>> Start

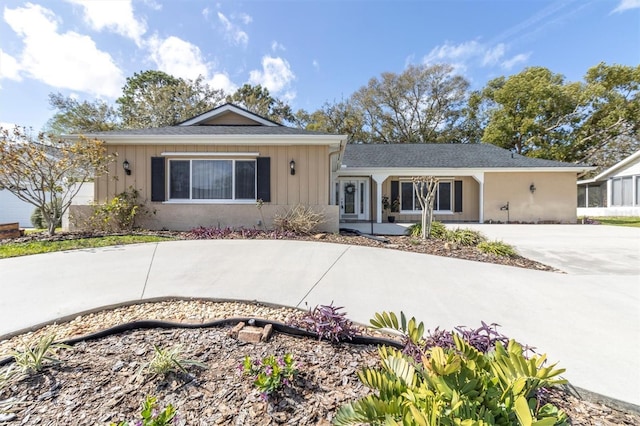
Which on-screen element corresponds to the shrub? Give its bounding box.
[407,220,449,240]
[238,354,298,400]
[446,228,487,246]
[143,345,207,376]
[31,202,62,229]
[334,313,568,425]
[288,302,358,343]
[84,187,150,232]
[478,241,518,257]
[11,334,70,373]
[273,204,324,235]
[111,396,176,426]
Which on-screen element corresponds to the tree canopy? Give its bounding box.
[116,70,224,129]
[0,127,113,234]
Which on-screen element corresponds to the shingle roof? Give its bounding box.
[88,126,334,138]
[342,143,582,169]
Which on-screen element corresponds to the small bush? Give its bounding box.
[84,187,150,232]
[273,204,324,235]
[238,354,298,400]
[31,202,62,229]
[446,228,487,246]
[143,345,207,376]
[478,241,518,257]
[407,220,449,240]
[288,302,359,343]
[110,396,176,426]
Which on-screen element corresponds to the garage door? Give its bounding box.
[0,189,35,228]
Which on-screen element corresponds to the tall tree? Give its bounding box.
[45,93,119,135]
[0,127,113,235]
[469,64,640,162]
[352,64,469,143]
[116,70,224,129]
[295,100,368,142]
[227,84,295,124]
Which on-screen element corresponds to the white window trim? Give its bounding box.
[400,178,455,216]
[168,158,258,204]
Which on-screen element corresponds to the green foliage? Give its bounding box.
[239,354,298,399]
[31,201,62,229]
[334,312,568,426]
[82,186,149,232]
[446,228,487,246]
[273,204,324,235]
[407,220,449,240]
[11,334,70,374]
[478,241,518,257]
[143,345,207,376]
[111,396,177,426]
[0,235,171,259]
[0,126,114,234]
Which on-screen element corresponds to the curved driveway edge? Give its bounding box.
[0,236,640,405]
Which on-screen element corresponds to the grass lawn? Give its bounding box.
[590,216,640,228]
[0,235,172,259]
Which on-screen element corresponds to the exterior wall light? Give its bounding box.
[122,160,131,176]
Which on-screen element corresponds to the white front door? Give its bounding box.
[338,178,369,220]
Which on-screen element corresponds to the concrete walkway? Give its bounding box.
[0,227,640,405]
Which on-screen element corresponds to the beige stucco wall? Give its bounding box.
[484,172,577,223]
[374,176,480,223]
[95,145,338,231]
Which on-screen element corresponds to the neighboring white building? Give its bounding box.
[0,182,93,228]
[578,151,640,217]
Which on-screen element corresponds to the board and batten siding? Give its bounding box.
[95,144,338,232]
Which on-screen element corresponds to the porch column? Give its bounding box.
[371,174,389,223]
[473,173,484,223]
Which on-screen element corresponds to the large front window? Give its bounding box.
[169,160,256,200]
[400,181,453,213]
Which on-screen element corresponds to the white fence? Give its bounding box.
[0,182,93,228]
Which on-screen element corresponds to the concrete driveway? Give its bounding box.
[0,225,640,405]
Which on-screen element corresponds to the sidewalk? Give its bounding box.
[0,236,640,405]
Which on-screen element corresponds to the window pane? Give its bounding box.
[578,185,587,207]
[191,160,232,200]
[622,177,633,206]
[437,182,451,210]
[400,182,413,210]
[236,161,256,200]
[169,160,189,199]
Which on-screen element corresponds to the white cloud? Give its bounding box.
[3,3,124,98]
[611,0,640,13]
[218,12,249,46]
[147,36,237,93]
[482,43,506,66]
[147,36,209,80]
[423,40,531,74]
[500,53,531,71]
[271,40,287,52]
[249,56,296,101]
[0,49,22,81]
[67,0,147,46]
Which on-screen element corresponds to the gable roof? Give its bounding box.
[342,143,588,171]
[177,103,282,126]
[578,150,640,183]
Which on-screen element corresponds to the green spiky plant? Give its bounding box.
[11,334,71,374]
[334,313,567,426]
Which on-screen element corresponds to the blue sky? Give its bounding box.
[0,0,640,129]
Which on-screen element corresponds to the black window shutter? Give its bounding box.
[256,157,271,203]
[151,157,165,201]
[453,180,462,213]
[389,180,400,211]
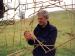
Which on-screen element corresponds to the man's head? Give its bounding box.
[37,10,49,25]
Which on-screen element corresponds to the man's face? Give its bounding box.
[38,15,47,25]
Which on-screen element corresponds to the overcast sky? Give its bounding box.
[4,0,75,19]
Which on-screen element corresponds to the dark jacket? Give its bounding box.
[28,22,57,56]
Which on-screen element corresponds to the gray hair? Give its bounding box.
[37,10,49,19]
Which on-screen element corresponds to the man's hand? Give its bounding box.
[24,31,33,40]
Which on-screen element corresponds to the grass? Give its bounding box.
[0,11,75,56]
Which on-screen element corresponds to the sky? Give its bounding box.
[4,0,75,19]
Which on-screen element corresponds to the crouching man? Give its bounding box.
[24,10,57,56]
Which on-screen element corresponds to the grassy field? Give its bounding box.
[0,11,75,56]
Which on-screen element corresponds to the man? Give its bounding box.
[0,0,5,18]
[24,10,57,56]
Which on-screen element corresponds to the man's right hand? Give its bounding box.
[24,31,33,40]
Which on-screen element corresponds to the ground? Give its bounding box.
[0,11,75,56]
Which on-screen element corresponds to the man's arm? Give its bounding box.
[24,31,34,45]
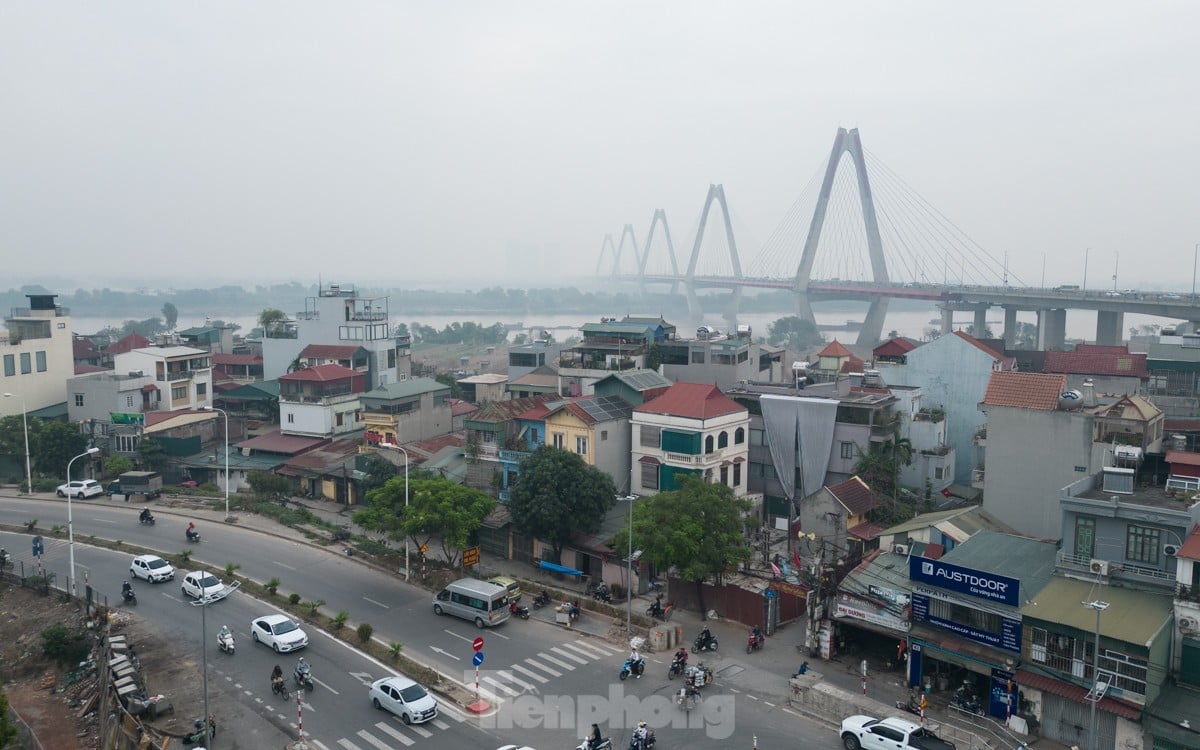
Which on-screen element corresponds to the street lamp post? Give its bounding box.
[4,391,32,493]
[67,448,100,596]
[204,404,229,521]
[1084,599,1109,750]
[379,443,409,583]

>> End
>> Start

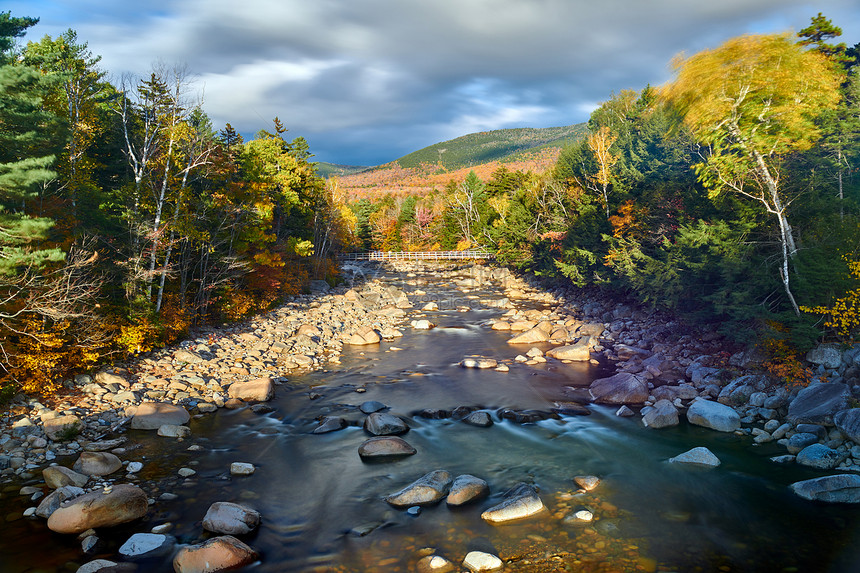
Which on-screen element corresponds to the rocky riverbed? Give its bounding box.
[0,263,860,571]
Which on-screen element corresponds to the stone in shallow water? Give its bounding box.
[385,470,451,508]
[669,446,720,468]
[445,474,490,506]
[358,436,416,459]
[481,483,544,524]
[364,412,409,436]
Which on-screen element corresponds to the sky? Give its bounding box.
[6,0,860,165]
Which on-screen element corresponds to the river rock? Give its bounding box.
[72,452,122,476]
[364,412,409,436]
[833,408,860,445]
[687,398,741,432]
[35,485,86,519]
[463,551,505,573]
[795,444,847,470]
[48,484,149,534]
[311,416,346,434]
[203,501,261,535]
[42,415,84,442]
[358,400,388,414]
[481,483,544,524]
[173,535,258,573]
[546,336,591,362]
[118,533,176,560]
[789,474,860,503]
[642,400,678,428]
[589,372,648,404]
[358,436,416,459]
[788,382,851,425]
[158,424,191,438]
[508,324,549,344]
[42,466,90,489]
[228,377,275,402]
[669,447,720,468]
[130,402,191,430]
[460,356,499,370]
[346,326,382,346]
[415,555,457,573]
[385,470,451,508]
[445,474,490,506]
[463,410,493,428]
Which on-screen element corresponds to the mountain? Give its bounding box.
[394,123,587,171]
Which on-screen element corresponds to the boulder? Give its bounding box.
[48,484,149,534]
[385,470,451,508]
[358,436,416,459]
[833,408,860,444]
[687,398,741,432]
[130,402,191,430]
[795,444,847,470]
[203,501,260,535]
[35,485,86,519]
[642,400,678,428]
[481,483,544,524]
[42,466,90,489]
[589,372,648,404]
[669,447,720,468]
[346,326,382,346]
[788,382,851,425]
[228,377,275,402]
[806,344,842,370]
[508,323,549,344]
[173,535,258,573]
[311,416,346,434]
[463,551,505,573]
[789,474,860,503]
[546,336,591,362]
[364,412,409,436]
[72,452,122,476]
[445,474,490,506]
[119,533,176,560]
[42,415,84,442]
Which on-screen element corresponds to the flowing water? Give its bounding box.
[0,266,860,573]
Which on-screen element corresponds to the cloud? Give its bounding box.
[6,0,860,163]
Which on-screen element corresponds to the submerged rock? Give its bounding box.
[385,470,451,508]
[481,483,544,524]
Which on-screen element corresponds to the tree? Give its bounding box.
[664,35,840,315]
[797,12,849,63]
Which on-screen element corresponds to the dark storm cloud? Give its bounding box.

>> End
>> Start

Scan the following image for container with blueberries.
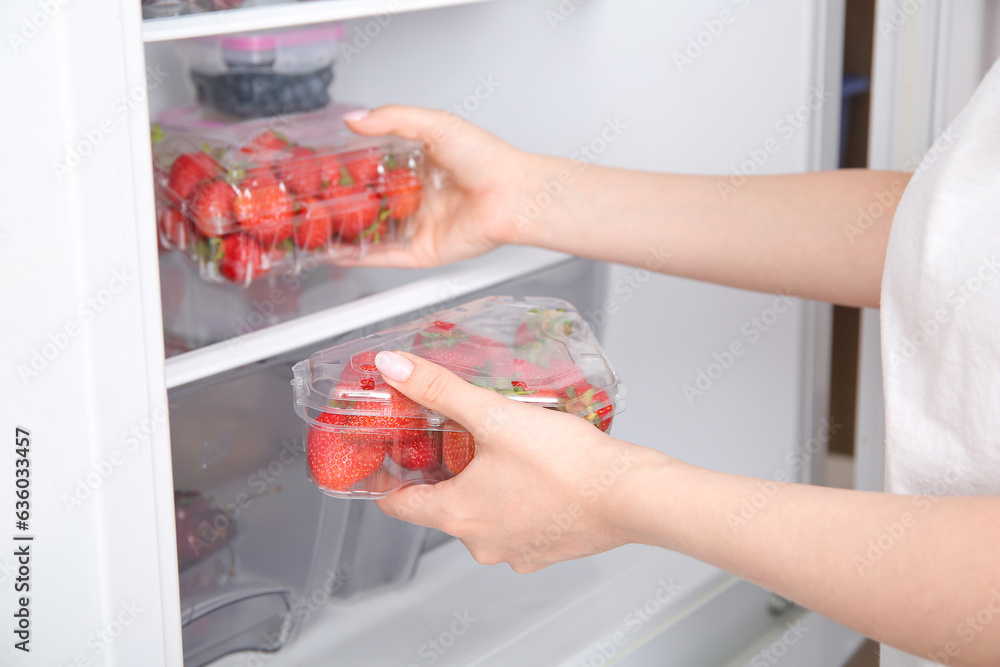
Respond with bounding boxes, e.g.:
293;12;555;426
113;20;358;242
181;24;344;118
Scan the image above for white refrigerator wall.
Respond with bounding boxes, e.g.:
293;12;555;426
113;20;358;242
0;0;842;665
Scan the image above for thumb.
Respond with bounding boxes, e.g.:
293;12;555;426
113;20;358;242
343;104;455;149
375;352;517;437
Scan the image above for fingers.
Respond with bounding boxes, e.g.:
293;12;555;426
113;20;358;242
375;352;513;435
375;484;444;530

>> End

GIVEN REQUEST: Repeat the material from the line containing "Which on-screen element corresponds to the street" up to and including the line containing "[379,443,409,583]".

TASK ANSWER:
Which on-screen element corresponds to the street lamp post? Give its bounding box.
[4,391,32,493]
[67,448,100,596]
[204,404,229,521]
[1084,599,1109,750]
[379,443,409,583]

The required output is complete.